#### Source document:
%%

Wow – Canada!

Canada through the eyes of world literature

Archive for the month “September, 2012”

The Aromatic Sweat of the Beloved

The Story of My Life by Giacomo Casanova

Giacomo Casanova, The Story of My Life (1794?)

The publication history of this book is rather convoluted, so 1794 is a provisional date; Casanova was working on the book at that time. Those who want to investigate such things can start here.

On to the passage in question:

I have always loved highly savoury dishes, such as macaroni made by a good Neapolitan cook, olla podrida, the glutinous codfish of Newfoundland, aromatic game meats, and cheeses that attain perfection when the tiny creatures inhabiting them begin to become visible. As for women, I have always found that the one I loved smelled good, and the stronger her perspiration, the sweeter she smelled to me.  (p. 7; from the Preface)

Who would have guessed Newfoundland was so sexy? Donne compares his lover’s body to the province; for Casanova, its cod remind him of the smell of a lover’s sweat. Two libertines, two mentions of Newfoundland; what an honour for our easternmost province.

Given the extent to which this blog ponders the themes of insecurity, inferiority and so on, I think we should pause here and just revel in this moment: Casanova loved the taste of Newfoundland cod. “Glutinous” might sound like a put-down, but, here at least, it clearly isn’t.; in fact, it’s a compliment. And thoughts of the strong flavour of Newfoundland cod lead him into thoughts of the strong scent of a lover. Could this be as good as it gets for references to Canada? We shall see.

%%

#### Tasks and exercises:
• A. Please transcribe the part of the blog post starting with "Giacomo Casanova, The" and going on through "can start here.".
• B. According to the blog post, why is 1794 only a provisional date for Casanova's book?
• C. List every highly savory dish that Casanova names in the passage quoted in the blog post.
Answer using only the blog post on Casanova.

#### Data for review:

%%

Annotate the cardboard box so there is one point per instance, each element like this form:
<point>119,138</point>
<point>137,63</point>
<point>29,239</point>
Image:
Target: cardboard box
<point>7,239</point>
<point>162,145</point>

%%

#### Outputs by task:
• A.
Giacomo Casanova, The Story of My Life (1794?)

The publication history of this book is rather convoluted, so 1794 is a provisional date; Casanova was working on the book at that time. Those who want to investigate such things can start here.

• B. The book's publication history is convoluted, so no firm date can be given. The post uses 1794 because Casanova was working on the book at that time.

• C.
- Macaroni made by a good Neapolitan cook
- Olla podrida
- The glutinous codfish of Newfoundland
- Aromatic game meats
- Cheeses that attain perfection when the tiny creatures inhabiting them begin to become visible